## [Request]
From the text on weak boundaries below, copy out word for word the part that begins with the words containing "Boundary implementation and" and ends with "leak after another.".

## [Source text]
The Most Common Effects of Weak Boundaries
A lack of clear personal or professional boundaries can lead to several types of serious difficulties.
Unhappy Coworkers, Unhappy Family
Let’s face it: if you don’t set and maintain boundaries, you will lose time and intimacy with your family. Yet when you do set limits, you may lose the approval of some coworkers. Either way, you can’t win. When you are tempted to surrender your boundary limits to others’ opinions, remind yourself of what you already know: by trying to please everyone, you please no one. Recently, I saw a sign that underscores this:
I can only please one person per day.
Today is not your day.
Tomorrow doesn’t look good either.
A hard fact of life is that you often must make tough, no-win choices. This truth certainly applies to boundary setting, both in your job and in your home life. Most working professionals face these choices weekly.
On one hand, if you cut out work opportunities and obligations, you will probably not accomplish some of the goals you’ve dreamed of for your career. On the other hand, if you do not preserve your personal and family time, those important parts of your life will suffer.
Boundary implementation and maintenance is crucial to keeping a proper balance. If you continue on a course of escalating your workload to fifty- or sixty-plus hours a week, serious problems will surface in your marriage, with your children, or with your physical or mental health. It’s not a question of if, but when.
Passive Problem Solving
It is hard to be proactive without boundaries. People who don’t stick to their boundaries will often act like the little Dutch boy who kept scurrying, helter-skelter, trying to halt leaks in the dyke by plugging his finger in one leak after another.

## [Data excerpts]
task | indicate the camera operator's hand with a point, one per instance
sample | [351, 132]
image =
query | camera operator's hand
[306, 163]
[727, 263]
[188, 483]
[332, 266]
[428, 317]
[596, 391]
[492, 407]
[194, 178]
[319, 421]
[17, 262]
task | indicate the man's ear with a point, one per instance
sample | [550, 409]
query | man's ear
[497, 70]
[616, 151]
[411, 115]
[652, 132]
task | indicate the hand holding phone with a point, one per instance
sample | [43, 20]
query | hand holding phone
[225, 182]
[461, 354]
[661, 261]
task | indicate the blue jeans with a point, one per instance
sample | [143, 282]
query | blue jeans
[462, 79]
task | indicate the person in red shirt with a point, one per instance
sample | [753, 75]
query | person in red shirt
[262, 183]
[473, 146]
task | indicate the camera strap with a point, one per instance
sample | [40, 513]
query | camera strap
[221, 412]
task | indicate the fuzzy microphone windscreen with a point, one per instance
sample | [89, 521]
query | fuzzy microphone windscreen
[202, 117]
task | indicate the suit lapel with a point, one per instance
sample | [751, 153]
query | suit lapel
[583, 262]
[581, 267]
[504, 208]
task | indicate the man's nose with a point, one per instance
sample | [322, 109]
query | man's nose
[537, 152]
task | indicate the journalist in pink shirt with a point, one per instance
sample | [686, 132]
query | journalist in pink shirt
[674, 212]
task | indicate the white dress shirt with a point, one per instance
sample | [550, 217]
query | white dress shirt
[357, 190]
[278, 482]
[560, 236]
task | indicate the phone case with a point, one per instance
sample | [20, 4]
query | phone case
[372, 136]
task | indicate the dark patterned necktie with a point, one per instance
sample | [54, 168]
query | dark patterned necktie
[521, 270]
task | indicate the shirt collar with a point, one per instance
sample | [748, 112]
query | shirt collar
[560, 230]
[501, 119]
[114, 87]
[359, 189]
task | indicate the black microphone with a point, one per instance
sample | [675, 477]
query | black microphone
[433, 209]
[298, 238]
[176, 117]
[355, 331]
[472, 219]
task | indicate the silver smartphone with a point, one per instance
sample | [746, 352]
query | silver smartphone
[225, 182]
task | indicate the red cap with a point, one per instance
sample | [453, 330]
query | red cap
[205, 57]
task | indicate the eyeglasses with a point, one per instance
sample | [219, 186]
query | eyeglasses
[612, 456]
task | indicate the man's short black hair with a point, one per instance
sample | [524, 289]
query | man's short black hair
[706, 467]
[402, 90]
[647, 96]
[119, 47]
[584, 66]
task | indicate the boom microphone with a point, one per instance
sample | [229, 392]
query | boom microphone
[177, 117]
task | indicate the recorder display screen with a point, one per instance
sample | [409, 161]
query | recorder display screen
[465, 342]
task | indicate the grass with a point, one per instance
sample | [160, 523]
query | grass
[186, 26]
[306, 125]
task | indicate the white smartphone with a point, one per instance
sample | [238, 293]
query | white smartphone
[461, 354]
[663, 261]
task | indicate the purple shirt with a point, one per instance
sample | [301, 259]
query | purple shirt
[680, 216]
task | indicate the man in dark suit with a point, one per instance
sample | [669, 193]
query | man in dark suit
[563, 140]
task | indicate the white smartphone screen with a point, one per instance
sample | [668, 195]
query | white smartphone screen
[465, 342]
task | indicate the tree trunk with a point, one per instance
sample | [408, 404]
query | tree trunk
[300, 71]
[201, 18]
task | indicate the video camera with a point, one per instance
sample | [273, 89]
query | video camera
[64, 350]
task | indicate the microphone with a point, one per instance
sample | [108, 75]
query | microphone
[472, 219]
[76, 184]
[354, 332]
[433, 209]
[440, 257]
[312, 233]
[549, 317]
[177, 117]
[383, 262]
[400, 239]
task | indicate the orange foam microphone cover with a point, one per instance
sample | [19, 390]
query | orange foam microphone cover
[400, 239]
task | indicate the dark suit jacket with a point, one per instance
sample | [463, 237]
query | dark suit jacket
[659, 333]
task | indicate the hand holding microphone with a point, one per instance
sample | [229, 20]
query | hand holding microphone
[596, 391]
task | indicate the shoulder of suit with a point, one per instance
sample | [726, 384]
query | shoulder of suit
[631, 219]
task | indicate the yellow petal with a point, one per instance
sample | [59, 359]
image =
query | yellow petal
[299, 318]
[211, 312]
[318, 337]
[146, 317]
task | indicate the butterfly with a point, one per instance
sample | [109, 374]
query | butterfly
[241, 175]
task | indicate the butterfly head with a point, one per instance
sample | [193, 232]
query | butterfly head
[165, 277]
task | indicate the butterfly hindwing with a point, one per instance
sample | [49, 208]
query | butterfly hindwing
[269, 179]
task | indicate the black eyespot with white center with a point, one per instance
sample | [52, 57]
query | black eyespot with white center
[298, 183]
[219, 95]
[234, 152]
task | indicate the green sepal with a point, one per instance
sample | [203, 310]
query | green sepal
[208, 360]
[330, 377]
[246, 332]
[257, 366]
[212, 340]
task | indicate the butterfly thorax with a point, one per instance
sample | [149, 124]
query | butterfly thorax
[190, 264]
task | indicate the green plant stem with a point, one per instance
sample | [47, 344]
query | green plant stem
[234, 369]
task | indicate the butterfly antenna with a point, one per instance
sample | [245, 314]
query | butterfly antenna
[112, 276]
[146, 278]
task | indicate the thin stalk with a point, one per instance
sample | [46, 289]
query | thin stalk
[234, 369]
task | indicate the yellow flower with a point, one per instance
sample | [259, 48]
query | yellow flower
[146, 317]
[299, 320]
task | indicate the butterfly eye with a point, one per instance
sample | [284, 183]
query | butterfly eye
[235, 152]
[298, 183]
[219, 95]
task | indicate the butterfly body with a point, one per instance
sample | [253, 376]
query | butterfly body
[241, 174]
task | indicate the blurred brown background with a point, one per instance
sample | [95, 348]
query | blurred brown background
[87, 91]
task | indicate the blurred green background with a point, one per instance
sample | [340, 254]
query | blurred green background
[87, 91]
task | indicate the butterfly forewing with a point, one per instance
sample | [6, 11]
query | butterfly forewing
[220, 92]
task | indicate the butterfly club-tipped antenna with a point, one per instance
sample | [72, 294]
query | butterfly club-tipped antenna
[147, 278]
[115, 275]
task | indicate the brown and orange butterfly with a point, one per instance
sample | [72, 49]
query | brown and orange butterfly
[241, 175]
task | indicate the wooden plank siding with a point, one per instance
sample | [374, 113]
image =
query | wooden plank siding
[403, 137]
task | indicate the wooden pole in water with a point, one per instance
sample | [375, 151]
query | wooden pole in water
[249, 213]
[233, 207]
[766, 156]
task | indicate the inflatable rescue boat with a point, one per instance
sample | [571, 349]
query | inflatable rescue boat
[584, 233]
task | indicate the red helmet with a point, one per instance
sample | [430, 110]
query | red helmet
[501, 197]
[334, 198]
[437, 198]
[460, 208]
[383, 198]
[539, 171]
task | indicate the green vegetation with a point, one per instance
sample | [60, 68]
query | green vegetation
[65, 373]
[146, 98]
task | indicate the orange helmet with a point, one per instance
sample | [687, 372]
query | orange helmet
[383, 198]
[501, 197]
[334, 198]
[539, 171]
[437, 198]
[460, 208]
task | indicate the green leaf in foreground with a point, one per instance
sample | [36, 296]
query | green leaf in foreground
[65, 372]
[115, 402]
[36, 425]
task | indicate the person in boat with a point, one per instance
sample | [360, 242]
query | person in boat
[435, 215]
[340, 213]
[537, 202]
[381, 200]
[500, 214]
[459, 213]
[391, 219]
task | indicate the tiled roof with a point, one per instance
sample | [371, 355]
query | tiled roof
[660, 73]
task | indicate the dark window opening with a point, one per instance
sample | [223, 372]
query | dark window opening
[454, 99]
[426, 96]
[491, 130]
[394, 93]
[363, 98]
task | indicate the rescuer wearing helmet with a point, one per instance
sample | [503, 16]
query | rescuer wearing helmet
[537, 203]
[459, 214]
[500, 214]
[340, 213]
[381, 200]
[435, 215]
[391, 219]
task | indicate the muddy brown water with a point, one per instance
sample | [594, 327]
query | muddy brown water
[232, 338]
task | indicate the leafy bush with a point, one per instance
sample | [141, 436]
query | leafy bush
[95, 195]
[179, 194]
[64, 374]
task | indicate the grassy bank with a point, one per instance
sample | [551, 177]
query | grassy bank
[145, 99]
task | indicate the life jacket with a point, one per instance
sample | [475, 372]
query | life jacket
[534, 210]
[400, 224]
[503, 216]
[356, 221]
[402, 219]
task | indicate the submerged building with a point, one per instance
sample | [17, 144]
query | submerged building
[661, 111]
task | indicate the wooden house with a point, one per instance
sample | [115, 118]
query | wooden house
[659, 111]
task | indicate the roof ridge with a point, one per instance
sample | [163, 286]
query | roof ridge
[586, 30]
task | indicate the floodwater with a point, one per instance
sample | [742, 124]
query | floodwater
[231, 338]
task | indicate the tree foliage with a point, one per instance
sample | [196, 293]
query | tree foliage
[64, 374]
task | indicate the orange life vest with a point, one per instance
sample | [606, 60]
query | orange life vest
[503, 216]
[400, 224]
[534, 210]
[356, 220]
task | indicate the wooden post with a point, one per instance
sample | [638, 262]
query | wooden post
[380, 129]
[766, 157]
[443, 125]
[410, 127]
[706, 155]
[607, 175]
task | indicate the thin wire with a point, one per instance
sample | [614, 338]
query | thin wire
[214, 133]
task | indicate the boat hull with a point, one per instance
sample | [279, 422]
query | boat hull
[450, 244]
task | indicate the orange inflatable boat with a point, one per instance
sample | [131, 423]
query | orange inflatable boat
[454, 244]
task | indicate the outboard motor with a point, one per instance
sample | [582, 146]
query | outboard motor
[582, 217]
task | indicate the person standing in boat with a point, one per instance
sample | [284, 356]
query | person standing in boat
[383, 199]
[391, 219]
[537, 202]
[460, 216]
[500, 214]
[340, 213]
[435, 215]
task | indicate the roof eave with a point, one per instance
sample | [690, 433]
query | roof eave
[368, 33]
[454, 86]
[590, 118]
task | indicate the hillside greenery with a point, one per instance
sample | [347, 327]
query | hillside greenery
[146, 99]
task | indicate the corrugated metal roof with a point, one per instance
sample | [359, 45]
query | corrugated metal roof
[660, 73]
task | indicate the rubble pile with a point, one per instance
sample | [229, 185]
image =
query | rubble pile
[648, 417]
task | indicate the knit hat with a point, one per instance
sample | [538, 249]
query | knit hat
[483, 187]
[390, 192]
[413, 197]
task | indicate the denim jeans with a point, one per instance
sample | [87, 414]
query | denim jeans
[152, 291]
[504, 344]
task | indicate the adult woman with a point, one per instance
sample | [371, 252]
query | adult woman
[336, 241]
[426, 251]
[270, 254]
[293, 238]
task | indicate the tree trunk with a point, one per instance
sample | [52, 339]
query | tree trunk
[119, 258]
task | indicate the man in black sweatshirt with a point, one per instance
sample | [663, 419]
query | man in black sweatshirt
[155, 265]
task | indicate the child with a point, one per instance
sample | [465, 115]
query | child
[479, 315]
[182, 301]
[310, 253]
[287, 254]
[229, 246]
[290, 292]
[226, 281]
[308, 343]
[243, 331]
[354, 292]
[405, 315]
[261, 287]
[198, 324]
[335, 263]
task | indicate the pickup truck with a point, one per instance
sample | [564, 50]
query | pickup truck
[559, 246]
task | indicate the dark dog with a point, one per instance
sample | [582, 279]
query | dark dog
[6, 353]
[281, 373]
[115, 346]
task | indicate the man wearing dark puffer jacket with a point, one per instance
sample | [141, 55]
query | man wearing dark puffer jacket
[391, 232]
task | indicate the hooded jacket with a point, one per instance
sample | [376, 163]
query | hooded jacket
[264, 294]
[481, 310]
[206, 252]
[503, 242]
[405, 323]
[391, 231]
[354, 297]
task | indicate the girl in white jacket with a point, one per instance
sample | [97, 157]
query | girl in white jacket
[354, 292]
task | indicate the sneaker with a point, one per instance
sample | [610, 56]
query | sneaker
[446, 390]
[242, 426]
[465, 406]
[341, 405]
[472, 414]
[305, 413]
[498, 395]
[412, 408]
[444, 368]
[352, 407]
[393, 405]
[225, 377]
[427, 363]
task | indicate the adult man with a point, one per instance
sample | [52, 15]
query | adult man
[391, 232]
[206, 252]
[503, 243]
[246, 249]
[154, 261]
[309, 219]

## [Output for this task]
Boundary implementation and maintenance is crucial to keeping a proper balance. If you continue on a course of escalating your workload to fifty- or sixty-plus hours a week, serious problems will surface in your marriage, with your children, or with your physical or mental health. It’s not a question of if, but when.
Passive Problem Solving
It is hard to be proactive without boundaries. People who don’t stick to their boundaries will often act like the little Dutch boy who kept scurrying, helter-skelter, trying to halt leaks in the dyke by plugging his finger in one leak after another.